§ Stated exercise
Put the records below into a two-column CSV with the headers "text" and "answer", giving one row per record with each field in quotes and any line breaks turned into spaces. Omit the pictures.
## begin Extracted material
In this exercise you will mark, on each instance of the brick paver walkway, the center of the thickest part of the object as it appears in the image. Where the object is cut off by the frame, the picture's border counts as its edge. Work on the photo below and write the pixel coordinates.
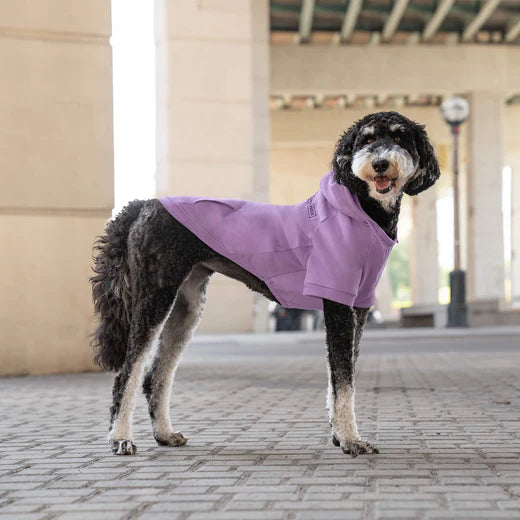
(447, 425)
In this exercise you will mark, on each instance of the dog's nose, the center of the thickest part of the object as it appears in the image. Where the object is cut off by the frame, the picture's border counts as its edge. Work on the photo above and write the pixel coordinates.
(380, 165)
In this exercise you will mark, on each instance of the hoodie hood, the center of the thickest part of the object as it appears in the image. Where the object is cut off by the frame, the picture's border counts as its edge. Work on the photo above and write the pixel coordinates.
(346, 202)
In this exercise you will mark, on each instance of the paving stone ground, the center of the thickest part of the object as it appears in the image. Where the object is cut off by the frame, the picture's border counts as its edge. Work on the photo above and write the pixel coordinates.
(444, 412)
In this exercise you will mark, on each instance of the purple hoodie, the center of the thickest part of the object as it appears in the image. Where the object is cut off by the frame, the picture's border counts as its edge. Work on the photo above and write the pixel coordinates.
(324, 247)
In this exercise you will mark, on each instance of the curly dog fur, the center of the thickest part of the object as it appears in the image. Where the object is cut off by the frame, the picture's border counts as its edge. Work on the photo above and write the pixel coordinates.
(151, 275)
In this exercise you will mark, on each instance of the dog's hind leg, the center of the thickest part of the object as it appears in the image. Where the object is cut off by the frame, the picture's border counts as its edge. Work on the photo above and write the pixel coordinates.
(344, 326)
(148, 320)
(177, 331)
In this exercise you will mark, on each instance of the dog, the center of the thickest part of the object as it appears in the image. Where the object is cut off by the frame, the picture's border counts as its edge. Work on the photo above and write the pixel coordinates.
(154, 261)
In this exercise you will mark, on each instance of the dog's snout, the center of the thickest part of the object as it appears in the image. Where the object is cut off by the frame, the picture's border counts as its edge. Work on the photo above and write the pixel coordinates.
(380, 165)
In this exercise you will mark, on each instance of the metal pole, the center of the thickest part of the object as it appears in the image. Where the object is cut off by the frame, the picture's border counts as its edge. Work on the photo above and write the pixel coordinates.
(457, 309)
(455, 132)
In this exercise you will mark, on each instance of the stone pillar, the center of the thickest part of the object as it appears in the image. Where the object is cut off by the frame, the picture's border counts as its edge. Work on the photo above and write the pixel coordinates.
(515, 230)
(56, 170)
(213, 120)
(424, 267)
(485, 149)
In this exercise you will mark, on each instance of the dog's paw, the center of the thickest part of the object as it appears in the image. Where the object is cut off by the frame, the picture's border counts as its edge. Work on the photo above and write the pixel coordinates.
(354, 447)
(172, 439)
(124, 447)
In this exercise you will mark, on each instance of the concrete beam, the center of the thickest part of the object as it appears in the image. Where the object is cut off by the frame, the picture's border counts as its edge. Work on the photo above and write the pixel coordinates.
(485, 12)
(306, 16)
(334, 70)
(436, 20)
(350, 20)
(393, 20)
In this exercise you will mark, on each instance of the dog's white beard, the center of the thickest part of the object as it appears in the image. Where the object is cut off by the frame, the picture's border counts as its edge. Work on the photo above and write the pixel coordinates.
(399, 159)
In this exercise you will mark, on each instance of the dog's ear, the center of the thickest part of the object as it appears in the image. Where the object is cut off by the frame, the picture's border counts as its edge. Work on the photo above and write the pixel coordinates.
(428, 170)
(342, 160)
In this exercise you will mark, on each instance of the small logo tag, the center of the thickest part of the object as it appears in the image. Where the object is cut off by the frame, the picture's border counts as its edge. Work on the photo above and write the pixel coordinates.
(311, 208)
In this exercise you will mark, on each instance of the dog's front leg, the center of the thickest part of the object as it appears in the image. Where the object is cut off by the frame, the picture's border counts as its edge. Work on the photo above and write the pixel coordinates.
(344, 326)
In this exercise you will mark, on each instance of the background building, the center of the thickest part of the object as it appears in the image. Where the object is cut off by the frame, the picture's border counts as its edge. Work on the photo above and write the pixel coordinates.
(251, 97)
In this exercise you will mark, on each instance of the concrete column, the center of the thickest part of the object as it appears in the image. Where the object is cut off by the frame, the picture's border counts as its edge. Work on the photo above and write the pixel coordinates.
(485, 149)
(515, 230)
(56, 176)
(213, 121)
(424, 268)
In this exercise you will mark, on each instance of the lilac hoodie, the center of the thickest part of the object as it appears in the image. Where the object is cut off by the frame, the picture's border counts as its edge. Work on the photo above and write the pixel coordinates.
(324, 247)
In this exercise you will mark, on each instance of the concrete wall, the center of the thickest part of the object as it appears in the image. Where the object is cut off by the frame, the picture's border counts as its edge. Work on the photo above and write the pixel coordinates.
(56, 165)
(213, 122)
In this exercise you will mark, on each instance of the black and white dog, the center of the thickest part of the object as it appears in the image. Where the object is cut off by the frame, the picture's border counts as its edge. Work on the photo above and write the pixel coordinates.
(151, 275)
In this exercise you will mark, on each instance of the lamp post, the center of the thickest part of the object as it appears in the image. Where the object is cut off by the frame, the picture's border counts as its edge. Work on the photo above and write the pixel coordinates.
(455, 111)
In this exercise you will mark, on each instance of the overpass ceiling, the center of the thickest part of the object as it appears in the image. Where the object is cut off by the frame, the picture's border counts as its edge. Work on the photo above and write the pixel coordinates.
(396, 22)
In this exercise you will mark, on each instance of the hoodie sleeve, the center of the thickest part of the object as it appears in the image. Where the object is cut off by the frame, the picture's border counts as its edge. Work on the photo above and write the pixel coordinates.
(334, 267)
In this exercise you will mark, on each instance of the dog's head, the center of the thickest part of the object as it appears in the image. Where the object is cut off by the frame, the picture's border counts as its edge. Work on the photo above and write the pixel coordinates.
(387, 154)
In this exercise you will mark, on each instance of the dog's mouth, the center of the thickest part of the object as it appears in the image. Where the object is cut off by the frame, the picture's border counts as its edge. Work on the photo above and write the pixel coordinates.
(384, 183)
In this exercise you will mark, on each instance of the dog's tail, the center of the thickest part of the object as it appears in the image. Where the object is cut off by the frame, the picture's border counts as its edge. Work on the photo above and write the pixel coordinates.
(111, 291)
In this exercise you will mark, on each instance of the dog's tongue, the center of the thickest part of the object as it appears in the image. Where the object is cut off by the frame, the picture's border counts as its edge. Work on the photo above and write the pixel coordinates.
(382, 182)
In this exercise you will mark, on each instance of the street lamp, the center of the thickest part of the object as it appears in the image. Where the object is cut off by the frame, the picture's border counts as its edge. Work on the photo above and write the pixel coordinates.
(455, 111)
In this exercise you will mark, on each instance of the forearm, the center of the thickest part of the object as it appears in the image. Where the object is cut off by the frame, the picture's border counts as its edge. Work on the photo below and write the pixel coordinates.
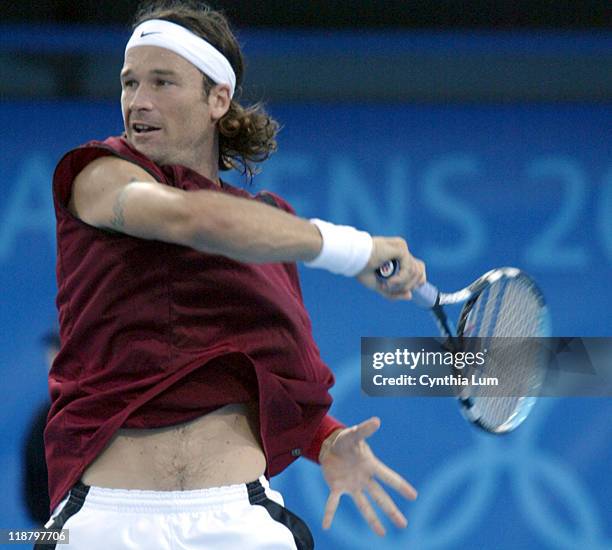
(249, 231)
(327, 431)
## end Extracted material
§ Response to this exercise
text,answer
"In this exercise you will mark, on each instance of the brick paver walkway, the center of the thickest part of the object as it appears in the image. Where the object is cut off by the frame, the picture's border counts as its edge. Work on the photo below and write the pixel coordinates.","(447, 425)"
"In this exercise you will mark, on each instance of the dog's nose, the center of the thickest part of the object as it appears in the image. Where the object is cut off by the frame, the picture's border counts as its edge. Work on the photo above and write the pixel coordinates.","(380, 165)"
"In this exercise you will mark, on each instance of the hoodie hood, the center of the thickest part of the object as it appears in the image. Where the object is cut off by the frame, the picture's border counts as its edge. Work on the photo above and write the pixel coordinates.","(346, 202)"
"In this exercise you will mark, on each instance of the paving stone ground, the center of the thickest part of the object as it appears in the image. Where the object is cut off by the frame, the picture's border counts as its edge. Work on the photo above and write the pixel coordinates.","(444, 412)"
"In this exercise you will mark, on each instance of the purple hoodie, the center of the thickest part of the object as it appears in the image. Where the object is cut off by the frame, the picture's border counts as its edge. Work on the photo above and write the pixel coordinates.","(324, 247)"
"In this exercise you will mark, on each instance of the curly dog fur, the center of the thickest part of the object as it appears in the image. Where the object is cut off by the frame, the picture's border counts as its edge. Work on the photo above and write the pixel coordinates.","(151, 275)"
"In this exercise you will mark, on each instance of the dog's hind leg, the center of the thickest part of the object as it appears in the image. Where the object is cut off by the frame, the picture's border counts as its edge. Work on the photo above and write the pixel coordinates.","(344, 326) (148, 320) (177, 331)"
"In this exercise you will mark, on each instance of the dog, the center of the thickest part of the object as it appears in the image. Where the object is cut off by the frame, the picture's border counts as its edge. Work on the photo above and write the pixel coordinates.","(154, 261)"
"In this exercise you will mark, on each instance of the dog's snout, the center of the thickest part of the object as it appears in the image. Where the object is cut off by the frame, the picture's border counts as its edge. Work on the photo above and write the pixel coordinates.","(380, 165)"
"In this exercise you will mark, on each instance of the metal pole, the center of the thickest part of the object as it appears in the image. Where the object is cut off by the frame, the picture's border counts as its edge. Work on the photo above and write the pixel coordinates.","(457, 309) (455, 132)"
"In this exercise you will mark, on each instance of the stone pillar, the center of the thickest part of the object as it appears in the image. Where the object is cut off by the frame, the picture's border counts as its edge. Work on the photo above and write the pixel coordinates.","(515, 230) (56, 170) (213, 120) (424, 267) (485, 149)"
"In this exercise you will mark, on each instance of the dog's paw, the center of the thickest part of the object as it appears in the image. Where the object is cut off by the frame, the picture's border counts as its edge. Work on the photo above and write the pixel coordinates.","(354, 447) (172, 439) (124, 447)"
"In this exercise you will mark, on each instance of the concrete beam, the center of the thickest part of the object as it appears in the image. Where the object is cut off by the frame, the picture's border counts as its edge. Work on the photo above and write the pixel coordinates.","(485, 12) (306, 16) (334, 70) (436, 20) (350, 20) (393, 20)"
"In this exercise you will mark, on each instance of the dog's white beard, the center of the thickest part of the object as it appears in the image. Where the object is cut off by the frame, the picture's border counts as its edge. Work on the photo above and write the pixel coordinates.","(399, 159)"
"In this exercise you will mark, on each instance of the dog's ear, the center of the thickest part of the object as it appears in the image. Where the object is cut off by the frame, the picture's border counts as its edge. Work on the photo above and write the pixel coordinates.","(428, 170) (342, 160)"
"In this exercise you will mark, on each instance of the small logo tag, the center of the thickest part of the object as it appears in the image. Where the object is cut off by the frame, the picture's border counts as its edge. Work on the photo above and write the pixel coordinates.","(311, 208)"
"In this exercise you will mark, on each instance of the dog's front leg, the center of the thickest part of the object as it appears in the image. Where the object is cut off by the frame, the picture's border counts as its edge. Work on the photo above and write the pixel coordinates.","(344, 326)"
"In this exercise you will mark, on each instance of the background building, the center of the thickest part of the object as it appears in the image. Where the object is cut off by the frame, the picture's border counts as its edge. Work on the photo above and write the pixel coordinates.","(251, 97)"
"In this exercise you will mark, on each instance of the concrete column, the center of the thickest part of the object as it appears in the image. Where the object is cut off by the frame, the picture's border counts as its edge. Work on the photo above and write the pixel coordinates.","(485, 149) (515, 230) (56, 176) (213, 121) (424, 268)"
"In this exercise you will mark, on each instance of the lilac hoodie, the center of the thickest part of the object as it appears in the image. Where the object is cut off by the frame, the picture's border counts as its edge. Work on the photo above and write the pixel coordinates.","(324, 247)"
"In this exercise you will mark, on each instance of the concrete wall, the center of the thickest part of the object as it appears in the image. Where the object is cut off by the frame, the picture's border counts as its edge. Work on the photo above and write the pixel coordinates.","(56, 165) (213, 122)"
"In this exercise you will mark, on each instance of the black and white dog, the center of the thickest part of the object as it appears in the image. Where the object is cut off by the frame, the picture's border counts as its edge. Work on the photo above and write the pixel coordinates.","(151, 275)"
"In this exercise you will mark, on each instance of the lamp post, the center of the thickest part of the object as it appears in the image. Where the object is cut off by the frame, the picture's border counts as its edge. Work on the photo above and write the pixel coordinates.","(455, 111)"
"In this exercise you will mark, on each instance of the overpass ceiling, the center of the thickest part of the object as it appears in the image. Where the object is cut off by the frame, the picture's border counts as its edge. Work on the photo above and write the pixel coordinates.","(396, 22)"
"In this exercise you will mark, on each instance of the hoodie sleeve, the center of the thickest part of the object as it appears in the image. Where the object is cut off by the frame, the picture's border counts as its edge. Work on the photo above and write the pixel coordinates.","(334, 267)"
"In this exercise you will mark, on each instance of the dog's head, the center of the thickest part of the object as it appears in the image. Where the object is cut off by the frame, the picture's border counts as its edge. Work on the photo above and write the pixel coordinates.","(387, 154)"
"In this exercise you will mark, on each instance of the dog's mouth, the center of the thickest part of the object as it appears in the image. Where the object is cut off by the frame, the picture's border counts as its edge. Work on the photo above and write the pixel coordinates.","(384, 183)"
"In this exercise you will mark, on each instance of the dog's tail, the center of the thickest part of the object as it appears in the image. Where the object is cut off by the frame, the picture's border counts as its edge. Work on the photo above and write the pixel coordinates.","(111, 291)"
"In this exercise you will mark, on each instance of the dog's tongue, the center of the thickest part of the object as it appears in the image. Where the object is cut off by the frame, the picture's border counts as its edge. Work on the photo above and write the pixel coordinates.","(382, 182)"
"In this exercise you will mark, on each instance of the street lamp, the center of the thickest part of the object as it appears in the image. Where the object is cut off by the frame, the picture's border counts as its edge. Work on the photo above and write the pixel coordinates.","(455, 111)"
"In this exercise you will mark, on each instance of the forearm, the center of the thickest part of the object as it appears in the image. Where the object is cut off by the frame, the picture's border counts as its edge. Work on the photo below and write the pixel coordinates.","(249, 231) (327, 431)"